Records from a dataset

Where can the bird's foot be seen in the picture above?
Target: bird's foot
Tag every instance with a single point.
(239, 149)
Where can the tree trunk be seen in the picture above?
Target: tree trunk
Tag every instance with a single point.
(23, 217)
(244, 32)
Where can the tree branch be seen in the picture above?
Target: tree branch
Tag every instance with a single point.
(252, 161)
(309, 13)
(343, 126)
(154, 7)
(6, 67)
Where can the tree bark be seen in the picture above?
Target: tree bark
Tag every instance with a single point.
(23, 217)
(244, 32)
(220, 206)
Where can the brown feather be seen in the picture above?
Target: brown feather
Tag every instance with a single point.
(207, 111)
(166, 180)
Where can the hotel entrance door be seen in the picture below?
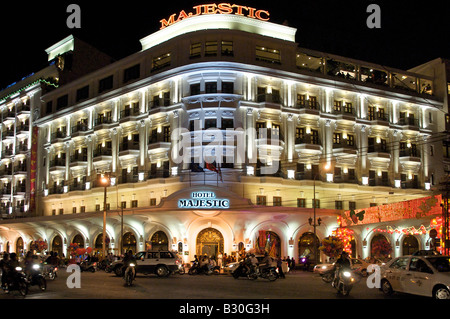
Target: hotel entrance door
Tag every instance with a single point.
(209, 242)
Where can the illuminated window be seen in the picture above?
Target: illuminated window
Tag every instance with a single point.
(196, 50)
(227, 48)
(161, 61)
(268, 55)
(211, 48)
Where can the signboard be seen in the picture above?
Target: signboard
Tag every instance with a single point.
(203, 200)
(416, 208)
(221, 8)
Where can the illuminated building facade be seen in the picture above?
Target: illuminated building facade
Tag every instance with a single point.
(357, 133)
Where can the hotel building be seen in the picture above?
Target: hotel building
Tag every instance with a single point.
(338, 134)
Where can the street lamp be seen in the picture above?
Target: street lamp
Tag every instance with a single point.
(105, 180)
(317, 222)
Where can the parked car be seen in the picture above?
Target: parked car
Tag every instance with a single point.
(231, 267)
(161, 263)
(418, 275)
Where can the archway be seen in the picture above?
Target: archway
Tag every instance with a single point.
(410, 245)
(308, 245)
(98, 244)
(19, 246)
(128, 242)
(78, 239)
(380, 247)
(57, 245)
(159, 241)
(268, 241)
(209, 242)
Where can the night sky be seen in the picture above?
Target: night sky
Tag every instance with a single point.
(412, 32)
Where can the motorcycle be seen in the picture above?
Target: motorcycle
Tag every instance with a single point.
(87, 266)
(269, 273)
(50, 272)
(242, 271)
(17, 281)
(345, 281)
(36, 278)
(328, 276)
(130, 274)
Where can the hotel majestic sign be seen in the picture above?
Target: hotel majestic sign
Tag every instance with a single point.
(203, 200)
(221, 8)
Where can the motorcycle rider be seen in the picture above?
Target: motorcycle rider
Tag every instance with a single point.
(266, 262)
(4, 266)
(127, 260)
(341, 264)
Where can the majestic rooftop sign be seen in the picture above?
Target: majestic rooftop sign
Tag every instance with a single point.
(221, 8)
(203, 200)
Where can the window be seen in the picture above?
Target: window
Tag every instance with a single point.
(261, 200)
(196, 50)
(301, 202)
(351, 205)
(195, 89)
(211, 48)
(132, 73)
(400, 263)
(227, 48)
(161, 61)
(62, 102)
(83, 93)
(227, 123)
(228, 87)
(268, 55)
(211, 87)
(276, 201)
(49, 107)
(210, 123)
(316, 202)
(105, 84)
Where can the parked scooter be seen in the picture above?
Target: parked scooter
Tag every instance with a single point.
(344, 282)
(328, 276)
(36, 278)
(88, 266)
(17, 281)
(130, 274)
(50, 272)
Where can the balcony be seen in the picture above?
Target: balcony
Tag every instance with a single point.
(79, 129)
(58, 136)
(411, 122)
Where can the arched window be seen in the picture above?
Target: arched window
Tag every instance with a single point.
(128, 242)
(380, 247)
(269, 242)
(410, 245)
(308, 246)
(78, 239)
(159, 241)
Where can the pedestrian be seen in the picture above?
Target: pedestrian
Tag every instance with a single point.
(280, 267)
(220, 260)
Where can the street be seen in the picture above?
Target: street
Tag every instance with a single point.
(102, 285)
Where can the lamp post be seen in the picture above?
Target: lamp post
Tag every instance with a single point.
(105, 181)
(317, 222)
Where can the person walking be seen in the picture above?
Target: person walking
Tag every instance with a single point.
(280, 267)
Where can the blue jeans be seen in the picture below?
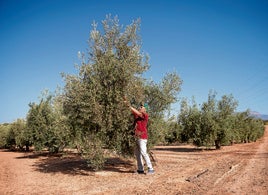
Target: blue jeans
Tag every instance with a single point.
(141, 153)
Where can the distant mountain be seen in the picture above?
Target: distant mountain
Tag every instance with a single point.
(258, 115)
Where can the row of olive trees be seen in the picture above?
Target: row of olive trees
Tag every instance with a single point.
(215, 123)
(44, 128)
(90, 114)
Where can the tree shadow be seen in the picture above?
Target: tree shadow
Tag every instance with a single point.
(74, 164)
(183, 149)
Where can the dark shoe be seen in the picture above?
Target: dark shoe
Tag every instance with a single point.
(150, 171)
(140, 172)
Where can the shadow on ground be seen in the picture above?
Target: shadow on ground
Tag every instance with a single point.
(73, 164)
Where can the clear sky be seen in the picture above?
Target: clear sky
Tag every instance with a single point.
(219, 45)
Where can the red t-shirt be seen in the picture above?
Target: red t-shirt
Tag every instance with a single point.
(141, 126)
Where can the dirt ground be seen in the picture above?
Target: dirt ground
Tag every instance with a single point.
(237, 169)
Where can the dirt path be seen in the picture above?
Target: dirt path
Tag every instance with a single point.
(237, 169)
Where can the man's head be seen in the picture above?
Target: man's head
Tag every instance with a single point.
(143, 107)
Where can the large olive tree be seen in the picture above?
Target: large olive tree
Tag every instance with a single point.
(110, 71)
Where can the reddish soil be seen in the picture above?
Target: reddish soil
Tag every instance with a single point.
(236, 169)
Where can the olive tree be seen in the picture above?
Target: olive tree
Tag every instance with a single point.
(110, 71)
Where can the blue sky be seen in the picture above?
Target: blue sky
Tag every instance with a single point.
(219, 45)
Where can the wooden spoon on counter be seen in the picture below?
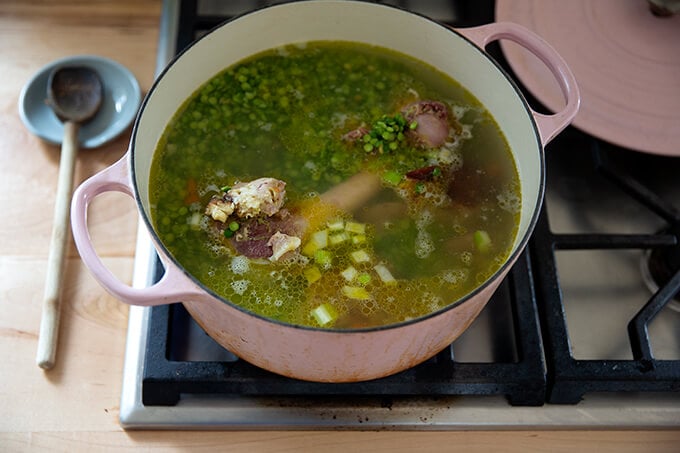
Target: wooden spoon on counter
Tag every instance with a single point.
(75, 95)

Task objective — Quote all the records verbatim, dropping any pictures from your copy.

Completed task —
Where can the bird's foot be seen in the picture above?
Target: bird's foot
Tag every instance with a single point.
(239, 149)
Where can the tree trunk be seen in the picture above?
Target: tree trunk
Tag every instance with a single point.
(23, 217)
(244, 32)
Where can the tree branch be seen in the picture above?
Target: tree branch
Tag every instance with a single point.
(252, 161)
(309, 13)
(343, 126)
(154, 7)
(6, 67)
Where can the tree bark be seen in the picture above?
Target: tree bark
Tag every instance with a single point.
(23, 217)
(244, 32)
(220, 206)
Where can the brown feather be seen in the picture above?
Target: brown feather
Tag every instance with a single point.
(207, 111)
(166, 180)
Where can the hotel entrance door be seen in the picture below?
Target: hotel entrance door
Tag every instance with a single point.
(209, 242)
Where can the illuminated window be seen in the picture above?
Target: illuminated window
Tag every instance with a single point.
(196, 50)
(227, 48)
(161, 61)
(268, 55)
(211, 48)
Where can the signboard be seen in the picture above?
Target: signboard
Tag every instance with a single point.
(203, 200)
(416, 208)
(221, 8)
Where can the illuminated building facade be seen in the picture above?
Target: illuminated building facade
Tag every instance with a single point.
(357, 133)
Where can the hotel building be seen in the picture above?
Target: hotel building
Tag every instance with a single point.
(338, 134)
Where can the street lamp be seen in the picture above?
Target: street lamp
Tag every instance with a single point.
(105, 180)
(317, 222)
Where can the parked car be seen in the picture above?
Target: parked car
Tag every instance with a single point.
(231, 267)
(161, 263)
(418, 275)
Where can the archway be seen in the picture above?
Target: archway
Tag every instance with a single point.
(410, 245)
(308, 245)
(98, 244)
(19, 246)
(128, 242)
(78, 239)
(380, 247)
(57, 245)
(159, 241)
(268, 241)
(209, 242)
Where can the night sky be seen in the picture above?
Target: night sky
Tag every instance with a single point.
(412, 32)
Where can the motorcycle be seen in the picture above?
Target: motorcycle
Tag every instance with a single point.
(87, 266)
(269, 273)
(50, 272)
(242, 271)
(17, 281)
(345, 281)
(36, 278)
(328, 276)
(130, 274)
Where can the hotel majestic sign be seen in the picture above?
Target: hotel majestic sign
Tag every instance with a single point.
(203, 200)
(221, 8)
Where can the motorcycle rider be seen in the picture above?
Target: motorcycle rider
Tag every instance with a single point.
(266, 262)
(4, 266)
(127, 260)
(341, 264)
Where can the majestic rooftop sign be seen in the picture above?
Target: majestic rooftop sign
Tag every instance with a single point.
(221, 8)
(203, 200)
Where can the window be seen in the picture above?
Target: window
Tag every instance with a single point.
(261, 200)
(196, 50)
(301, 202)
(351, 205)
(195, 89)
(211, 48)
(132, 73)
(400, 263)
(227, 48)
(161, 61)
(62, 102)
(83, 93)
(227, 123)
(228, 87)
(268, 55)
(211, 87)
(276, 201)
(49, 107)
(210, 123)
(316, 202)
(105, 84)
Where can the parked scooter be seen in the picture above?
Target: parked scooter
Tag every instance with a single point.
(344, 282)
(328, 276)
(36, 278)
(88, 266)
(17, 281)
(130, 274)
(50, 272)
Where can the balcony be seen in the picture above?
Target: balcony
Tag every instance with a single point.
(79, 129)
(58, 136)
(411, 122)
Where can the arched window be seen in the picture above?
Target: arched window
Tag every instance with a single point.
(128, 242)
(380, 247)
(269, 242)
(410, 245)
(308, 246)
(78, 239)
(159, 241)
Where can the pedestrian be seen in the picture above?
Target: pedestrian
Tag every instance with a single point.
(280, 267)
(220, 260)
Where can the street be seen in the picture above?
Target: street
Tag every instance with a single point.
(102, 285)
Where can the lamp post be seen in the picture above?
Target: lamp post
Tag every instance with a single point.
(105, 181)
(317, 222)
Where can the person walking be seen in the picture above?
Target: person walking
Tag every instance with a single point.
(280, 267)
Where can the blue jeans be seen in the picture below?
Target: blue jeans
Tag every instance with a single point.
(141, 153)
Where can the distant mountain be seen in the picture above?
Target: distant mountain
Tag every instance with a single point.
(258, 115)
Where can the row of olive trees be seen in the picture above?
Target: row of olive trees
Tag every instance with a single point.
(215, 123)
(44, 128)
(90, 114)
Where can the tree shadow be seen in the picture above?
Target: tree shadow
Tag every instance with a single point.
(74, 164)
(183, 149)
Where can the dark shoe be seen in the picture above?
Target: dark shoe
Tag every instance with a single point.
(150, 171)
(140, 172)
Where can the shadow on ground be seen in the picture above?
Target: shadow on ground
Tag every instance with a single point.
(73, 164)
Where can the clear sky be seen in the picture above?
Target: clear sky
Tag every instance with a single point.
(219, 45)
Where can the red t-shirt be seen in the picture above?
Target: red t-shirt
Tag every instance with a single point.
(141, 126)
Where can the dirt ground be seen in the picture above?
Target: dirt ground
Tag every instance with a single point.
(237, 169)
Where can the dirt path be seen in the picture above?
Target: dirt path
Tag every instance with a single point.
(237, 169)
Where can the man's head be seen in the picture above?
Target: man's head
Tag every instance with a single point.
(143, 107)
Where can the large olive tree be seen in the picture above?
Target: large olive tree
Tag every instance with a single point.
(110, 71)
Where can the reddish soil be seen in the picture above?
Target: reddish soil
Tag every instance with a single point.
(236, 169)
Where can the olive tree be seen in the picture above?
Target: olive tree
Tag every instance with a single point.
(110, 71)
Where can the blue sky be seen in the picture above?
Target: blue sky
Tag every instance with a single point.
(219, 45)
Where can the wooden spoon on counter be seen in the picture below?
Target: wooden spoon on counter
Tag every instance with a single point.
(75, 95)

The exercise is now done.